- **TASK DETAILS**
Among the records below, find each line that includes the string "statue" and copy it.

- **THE DATA**
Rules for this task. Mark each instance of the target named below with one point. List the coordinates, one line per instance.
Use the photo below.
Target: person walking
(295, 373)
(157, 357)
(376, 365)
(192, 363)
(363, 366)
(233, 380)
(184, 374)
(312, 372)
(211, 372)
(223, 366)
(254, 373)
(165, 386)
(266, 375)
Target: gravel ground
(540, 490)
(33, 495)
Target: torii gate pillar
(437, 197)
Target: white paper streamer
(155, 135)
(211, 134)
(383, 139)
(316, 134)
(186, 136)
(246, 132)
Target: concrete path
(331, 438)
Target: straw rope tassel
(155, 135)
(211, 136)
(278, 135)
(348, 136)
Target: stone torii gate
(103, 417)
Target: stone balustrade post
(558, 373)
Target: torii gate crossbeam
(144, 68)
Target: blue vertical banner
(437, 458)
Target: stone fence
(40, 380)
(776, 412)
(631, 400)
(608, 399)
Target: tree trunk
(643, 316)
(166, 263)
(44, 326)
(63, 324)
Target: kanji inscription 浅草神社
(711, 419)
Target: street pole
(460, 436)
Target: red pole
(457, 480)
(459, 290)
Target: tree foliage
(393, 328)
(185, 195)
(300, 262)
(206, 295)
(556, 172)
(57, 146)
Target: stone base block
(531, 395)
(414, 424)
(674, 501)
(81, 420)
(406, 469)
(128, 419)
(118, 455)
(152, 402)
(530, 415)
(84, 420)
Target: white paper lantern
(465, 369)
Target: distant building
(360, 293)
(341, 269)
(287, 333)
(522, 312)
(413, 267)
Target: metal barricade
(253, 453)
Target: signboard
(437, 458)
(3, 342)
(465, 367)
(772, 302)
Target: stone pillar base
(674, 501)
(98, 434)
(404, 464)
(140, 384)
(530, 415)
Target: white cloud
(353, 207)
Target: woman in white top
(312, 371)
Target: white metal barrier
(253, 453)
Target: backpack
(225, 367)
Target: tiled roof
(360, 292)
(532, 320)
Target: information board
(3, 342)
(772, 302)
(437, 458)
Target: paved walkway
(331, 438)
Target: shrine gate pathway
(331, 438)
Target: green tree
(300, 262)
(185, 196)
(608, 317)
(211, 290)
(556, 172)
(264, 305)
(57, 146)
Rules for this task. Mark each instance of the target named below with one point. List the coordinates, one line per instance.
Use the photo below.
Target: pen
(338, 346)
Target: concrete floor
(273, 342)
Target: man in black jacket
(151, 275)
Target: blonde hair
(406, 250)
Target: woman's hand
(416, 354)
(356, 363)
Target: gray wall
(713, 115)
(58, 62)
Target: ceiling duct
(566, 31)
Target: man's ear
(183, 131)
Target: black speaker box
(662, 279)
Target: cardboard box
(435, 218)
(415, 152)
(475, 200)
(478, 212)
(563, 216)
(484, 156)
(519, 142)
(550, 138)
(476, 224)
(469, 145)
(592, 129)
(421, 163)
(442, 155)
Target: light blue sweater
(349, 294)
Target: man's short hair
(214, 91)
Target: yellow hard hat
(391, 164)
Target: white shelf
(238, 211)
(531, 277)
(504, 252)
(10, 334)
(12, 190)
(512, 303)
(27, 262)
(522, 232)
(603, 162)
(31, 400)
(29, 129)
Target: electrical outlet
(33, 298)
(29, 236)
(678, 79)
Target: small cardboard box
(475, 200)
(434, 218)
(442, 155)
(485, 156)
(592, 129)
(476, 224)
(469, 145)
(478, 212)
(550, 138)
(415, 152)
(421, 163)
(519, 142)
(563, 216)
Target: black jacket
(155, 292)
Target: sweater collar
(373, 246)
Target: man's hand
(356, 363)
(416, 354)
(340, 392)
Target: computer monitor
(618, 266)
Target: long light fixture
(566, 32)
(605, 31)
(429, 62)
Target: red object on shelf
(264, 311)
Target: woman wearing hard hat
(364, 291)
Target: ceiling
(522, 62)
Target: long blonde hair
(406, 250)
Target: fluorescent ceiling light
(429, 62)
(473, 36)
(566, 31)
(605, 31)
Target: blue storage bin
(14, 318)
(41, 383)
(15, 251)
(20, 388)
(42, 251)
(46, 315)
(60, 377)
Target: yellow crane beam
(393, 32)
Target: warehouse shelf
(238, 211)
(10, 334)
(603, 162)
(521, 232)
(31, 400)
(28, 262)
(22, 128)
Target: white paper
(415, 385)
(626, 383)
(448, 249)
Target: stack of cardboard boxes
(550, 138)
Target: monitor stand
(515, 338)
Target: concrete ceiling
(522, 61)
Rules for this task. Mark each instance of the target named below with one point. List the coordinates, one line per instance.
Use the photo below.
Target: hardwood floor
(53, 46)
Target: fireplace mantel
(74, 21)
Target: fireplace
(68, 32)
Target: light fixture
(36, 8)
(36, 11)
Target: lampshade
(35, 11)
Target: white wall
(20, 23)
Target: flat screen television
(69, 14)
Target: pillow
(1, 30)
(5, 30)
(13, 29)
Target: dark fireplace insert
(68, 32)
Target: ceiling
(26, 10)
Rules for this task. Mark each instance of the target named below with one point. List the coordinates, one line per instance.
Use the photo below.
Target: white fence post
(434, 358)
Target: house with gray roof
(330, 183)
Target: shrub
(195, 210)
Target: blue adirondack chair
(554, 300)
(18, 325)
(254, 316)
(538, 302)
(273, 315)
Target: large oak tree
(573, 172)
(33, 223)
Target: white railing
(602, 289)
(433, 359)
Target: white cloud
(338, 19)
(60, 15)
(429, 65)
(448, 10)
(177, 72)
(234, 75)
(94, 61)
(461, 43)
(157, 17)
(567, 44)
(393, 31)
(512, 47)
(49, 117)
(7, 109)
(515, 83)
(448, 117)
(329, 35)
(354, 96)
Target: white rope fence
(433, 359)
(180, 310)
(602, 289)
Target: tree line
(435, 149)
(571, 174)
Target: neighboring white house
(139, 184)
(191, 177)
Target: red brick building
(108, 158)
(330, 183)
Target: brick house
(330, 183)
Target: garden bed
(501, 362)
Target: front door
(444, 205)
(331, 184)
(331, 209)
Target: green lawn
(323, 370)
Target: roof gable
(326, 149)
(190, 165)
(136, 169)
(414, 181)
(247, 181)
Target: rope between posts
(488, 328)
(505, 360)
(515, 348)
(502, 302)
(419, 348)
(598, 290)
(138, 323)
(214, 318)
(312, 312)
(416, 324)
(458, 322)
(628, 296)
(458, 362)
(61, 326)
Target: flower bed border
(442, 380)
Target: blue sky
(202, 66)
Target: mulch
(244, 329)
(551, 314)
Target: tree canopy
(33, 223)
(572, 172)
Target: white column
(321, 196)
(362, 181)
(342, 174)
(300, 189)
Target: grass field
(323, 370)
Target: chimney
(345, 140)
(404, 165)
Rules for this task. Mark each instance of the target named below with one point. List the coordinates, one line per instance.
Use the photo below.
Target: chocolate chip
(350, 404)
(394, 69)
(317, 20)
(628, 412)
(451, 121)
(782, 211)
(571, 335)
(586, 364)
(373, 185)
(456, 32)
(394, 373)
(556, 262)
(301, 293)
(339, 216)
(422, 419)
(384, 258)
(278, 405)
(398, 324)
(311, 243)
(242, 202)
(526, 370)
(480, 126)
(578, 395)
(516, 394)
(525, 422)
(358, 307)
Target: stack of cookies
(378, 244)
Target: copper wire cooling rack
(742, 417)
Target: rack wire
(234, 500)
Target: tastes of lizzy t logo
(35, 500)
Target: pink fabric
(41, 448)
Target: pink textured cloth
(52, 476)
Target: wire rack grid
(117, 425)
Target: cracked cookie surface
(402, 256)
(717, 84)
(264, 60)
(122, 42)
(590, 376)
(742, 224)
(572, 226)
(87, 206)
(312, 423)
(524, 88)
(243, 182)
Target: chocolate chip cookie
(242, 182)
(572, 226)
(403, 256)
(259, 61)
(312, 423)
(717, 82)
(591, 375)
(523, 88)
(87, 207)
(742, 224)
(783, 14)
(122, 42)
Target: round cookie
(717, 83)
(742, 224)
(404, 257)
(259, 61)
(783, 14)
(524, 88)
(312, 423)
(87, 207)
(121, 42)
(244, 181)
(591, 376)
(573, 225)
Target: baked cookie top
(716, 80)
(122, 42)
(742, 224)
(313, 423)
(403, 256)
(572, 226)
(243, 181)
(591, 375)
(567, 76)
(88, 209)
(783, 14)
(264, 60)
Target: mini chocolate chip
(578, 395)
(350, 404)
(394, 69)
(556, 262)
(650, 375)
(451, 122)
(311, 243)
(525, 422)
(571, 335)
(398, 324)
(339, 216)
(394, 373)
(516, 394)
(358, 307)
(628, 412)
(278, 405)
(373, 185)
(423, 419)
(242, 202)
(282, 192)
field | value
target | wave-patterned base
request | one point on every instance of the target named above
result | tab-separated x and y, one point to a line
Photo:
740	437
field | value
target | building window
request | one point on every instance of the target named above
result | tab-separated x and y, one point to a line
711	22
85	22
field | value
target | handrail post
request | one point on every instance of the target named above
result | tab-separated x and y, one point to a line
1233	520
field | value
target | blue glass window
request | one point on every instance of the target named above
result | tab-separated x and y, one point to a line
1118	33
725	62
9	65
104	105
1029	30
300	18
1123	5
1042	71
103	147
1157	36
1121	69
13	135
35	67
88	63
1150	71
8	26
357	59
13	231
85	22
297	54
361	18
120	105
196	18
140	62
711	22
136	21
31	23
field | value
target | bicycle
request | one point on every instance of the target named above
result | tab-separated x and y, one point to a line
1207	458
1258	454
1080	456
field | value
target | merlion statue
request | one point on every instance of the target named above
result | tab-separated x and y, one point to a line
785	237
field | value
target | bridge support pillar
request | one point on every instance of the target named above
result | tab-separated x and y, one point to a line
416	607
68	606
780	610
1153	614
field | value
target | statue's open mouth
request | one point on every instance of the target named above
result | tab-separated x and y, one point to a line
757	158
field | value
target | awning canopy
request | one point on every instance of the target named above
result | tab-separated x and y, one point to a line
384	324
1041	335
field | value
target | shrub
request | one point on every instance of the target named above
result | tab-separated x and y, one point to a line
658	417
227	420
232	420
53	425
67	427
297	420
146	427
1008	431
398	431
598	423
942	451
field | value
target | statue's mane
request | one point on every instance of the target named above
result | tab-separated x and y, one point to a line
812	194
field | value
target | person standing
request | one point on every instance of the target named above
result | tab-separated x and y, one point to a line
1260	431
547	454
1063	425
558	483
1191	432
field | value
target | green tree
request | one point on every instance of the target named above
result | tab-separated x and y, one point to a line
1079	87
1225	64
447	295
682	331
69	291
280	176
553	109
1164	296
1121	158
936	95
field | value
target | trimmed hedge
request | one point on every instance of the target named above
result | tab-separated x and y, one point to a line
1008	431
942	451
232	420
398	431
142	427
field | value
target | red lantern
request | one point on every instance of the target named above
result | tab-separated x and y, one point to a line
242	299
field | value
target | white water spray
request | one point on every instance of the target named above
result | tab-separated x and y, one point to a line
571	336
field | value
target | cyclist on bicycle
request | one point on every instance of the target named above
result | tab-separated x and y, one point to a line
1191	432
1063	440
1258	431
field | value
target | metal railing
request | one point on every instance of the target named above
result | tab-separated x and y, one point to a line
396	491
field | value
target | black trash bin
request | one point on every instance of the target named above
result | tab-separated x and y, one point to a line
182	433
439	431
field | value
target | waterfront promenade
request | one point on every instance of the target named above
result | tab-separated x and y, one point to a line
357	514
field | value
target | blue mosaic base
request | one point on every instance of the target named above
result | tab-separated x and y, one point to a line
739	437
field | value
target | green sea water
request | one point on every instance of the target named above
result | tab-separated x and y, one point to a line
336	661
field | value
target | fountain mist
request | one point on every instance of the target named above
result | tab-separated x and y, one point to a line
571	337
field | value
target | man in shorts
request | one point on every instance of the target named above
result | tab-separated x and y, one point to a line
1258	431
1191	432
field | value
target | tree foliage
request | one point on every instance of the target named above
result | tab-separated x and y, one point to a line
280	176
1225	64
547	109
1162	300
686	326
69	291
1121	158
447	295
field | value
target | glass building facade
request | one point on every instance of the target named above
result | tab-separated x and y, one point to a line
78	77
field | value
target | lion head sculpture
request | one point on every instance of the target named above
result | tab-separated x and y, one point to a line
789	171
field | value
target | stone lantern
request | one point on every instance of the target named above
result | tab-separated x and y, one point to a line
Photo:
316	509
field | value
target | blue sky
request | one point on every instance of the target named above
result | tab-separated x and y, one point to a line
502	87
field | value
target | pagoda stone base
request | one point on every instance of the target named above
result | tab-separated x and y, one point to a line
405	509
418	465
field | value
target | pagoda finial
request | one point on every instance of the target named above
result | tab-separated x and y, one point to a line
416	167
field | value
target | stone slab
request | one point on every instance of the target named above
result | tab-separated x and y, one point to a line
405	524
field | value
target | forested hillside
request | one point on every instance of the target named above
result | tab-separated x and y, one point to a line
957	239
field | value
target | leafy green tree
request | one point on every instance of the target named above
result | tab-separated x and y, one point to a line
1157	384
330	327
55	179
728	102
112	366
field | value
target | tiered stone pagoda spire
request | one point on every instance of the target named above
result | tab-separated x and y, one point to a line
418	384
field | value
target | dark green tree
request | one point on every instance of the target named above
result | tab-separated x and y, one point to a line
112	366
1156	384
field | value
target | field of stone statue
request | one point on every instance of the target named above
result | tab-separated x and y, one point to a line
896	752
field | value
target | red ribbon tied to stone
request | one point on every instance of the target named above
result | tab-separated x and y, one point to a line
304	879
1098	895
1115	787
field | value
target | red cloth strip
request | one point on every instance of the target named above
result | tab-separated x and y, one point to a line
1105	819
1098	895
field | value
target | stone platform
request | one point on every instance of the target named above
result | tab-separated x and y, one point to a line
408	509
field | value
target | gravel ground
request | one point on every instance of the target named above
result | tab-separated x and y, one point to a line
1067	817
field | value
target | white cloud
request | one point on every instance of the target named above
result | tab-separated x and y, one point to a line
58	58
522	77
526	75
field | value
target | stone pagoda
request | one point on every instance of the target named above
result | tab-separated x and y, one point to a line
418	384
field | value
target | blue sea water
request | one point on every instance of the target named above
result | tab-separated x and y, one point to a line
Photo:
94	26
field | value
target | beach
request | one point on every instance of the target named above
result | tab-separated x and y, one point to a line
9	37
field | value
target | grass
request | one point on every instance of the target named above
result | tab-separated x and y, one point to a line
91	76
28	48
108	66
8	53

- **SOLUTION**
target | merlion statue
target | statue's open mouth
target | statue's mane
target | field of stone statue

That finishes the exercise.